■ Task instructions
- A) Transcribe a portion of the cookbook newsletter word for word. Begin at the words "Reminder to follow" and stop after "garbage or treasure.".
- B) Answer these questions using the cookbook newsletter:
(i) On what date will the daily newsletters begin?
(ii) To which publisher was Black Food pitched?
(iii) In what year did Bryant Terry start his residency at the Museum of the African Diaspora?
───── Selected passage ─────
Bryant Terry's Black Food; Sqirl Jam Book

Plus a mycology book from John Cage (yes that John Cage).

Howdy cookbook fans!

How are you? I hope that this Tuesday feels more like a Friday wherever you are. And if it doesn’t, well, at least we’ve got a cookbook newsletter.

I am currently DEEP in the Am*z*n trenches mustering up an EPIC fall cookbook preview for you (and also running into a lot of crap like this). Starting August 3, I will be sending a newsletter every day (!), category by category, until the new releases of fall 2020 have been thoroughly previewed. Most of these will be available to the free subscriber list, but there will be some surprises for paid subscribers, too.

Reminder to follow Stained Page News on Instagram! Okay enough of me, on to the cookbooks.

This email contains affiliate links through If you purchase a book after clicking one of those links, I’ll receive a commission, which helps me keep Stained Page News affordable. Links are not necessarily recommendations. If a book’s in the news, I’ll link to it, be it garbage or treasure.

Bryant Terry to Edit Black Food for Fall 2021

I have been hinting at this on IG over the past few weeks, and I am excited to finally announce that I’ve been working on a new project that will be published in the fall of 2021. I am curating and editing Black Food, a groundbreaking book that will drive conversation and culture by exploring Black foodways within America and beyond, featuring recipes, art, and essays from over 100 of the most celebrated Black chefs, scholars, farmers, artists, and activists as well as many upcoming voices from the African Diaspora. Since I started my residency at the Museum of the African Diaspora in 2015, I’ve been thinking about how we can invite the world into the powerful programming that we offer the public. When the uprisings started in late May I thought a lot about how I can step into this historical moment and make a contribution beyond donating to organizations and protesting. My agent and I circled back to this book idea and pitched it to Ten Speed Press. They immediately saw the vision, and we hit the ground running. I look forward to sharing this important book with you all. Note: this is not the cover of Black Food, just a dope photo from @vegetablekingdombook shot by @edandcamera and styled by @mrsmochi @verolaramie @monifadayo #BlackFood
July 11, 2020

Excuse the very long Insta embed, but as he mentions in the caption, it’s a good photo. So! Bryant Terry, cookbook author/Chef-in-Residence at the Museum of the African Diaspora in San Francisco, will be “curating and editing” Black Food, in his words “a groundbreaking book that will drive conversation and culture by exploring Black foodways within America and beyond.” The book will feature work from over 100 (!!) Black voices and will include recipes, essays, and more. Sounds like it’s going to be rather epic. Fall 2021.

(Also, a rec here for Terry’s Vegetable Kingdom, which has been on heavy rotation in my kitchen all summer.)
───── Available data ─────
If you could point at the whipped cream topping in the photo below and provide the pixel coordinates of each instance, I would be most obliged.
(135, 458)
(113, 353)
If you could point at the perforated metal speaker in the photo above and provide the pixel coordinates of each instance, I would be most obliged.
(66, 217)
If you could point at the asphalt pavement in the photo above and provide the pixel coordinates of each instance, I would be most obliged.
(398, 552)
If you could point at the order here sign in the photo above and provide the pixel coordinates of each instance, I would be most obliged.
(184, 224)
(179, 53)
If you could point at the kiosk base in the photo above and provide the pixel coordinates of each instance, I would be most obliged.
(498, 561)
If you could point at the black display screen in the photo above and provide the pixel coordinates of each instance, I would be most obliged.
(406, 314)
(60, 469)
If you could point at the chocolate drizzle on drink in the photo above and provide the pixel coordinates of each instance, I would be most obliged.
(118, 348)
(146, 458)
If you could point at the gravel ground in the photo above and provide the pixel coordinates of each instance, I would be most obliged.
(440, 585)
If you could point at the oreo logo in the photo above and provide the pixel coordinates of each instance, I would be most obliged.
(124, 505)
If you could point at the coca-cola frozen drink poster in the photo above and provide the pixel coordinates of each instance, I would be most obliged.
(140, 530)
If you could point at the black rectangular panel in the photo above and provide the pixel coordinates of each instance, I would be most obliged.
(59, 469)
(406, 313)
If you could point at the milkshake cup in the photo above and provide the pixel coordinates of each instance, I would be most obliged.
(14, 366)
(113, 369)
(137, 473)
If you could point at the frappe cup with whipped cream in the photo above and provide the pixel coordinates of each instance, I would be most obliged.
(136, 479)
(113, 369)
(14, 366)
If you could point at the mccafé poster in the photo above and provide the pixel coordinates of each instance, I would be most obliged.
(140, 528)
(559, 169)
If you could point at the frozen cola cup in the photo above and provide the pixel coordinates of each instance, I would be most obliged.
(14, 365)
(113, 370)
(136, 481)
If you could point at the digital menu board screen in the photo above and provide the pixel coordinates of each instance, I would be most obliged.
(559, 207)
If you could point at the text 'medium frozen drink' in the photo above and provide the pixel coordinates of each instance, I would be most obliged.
─────
■ Answer set
- A)
Reminder to follow Stained Page News on Instagram! Okay enough of me, on to the cookbooks.

This email contains affiliate links through If you purchase a book after clicking one of those links, I’ll receive a commission, which helps me keep Stained Page News affordable. Links are not necessarily recommendations. If a book’s in the news, I’ll link to it, be it garbage or treasure.

- B)
(i) August 3
(ii) Ten Speed Press
(iii) 2015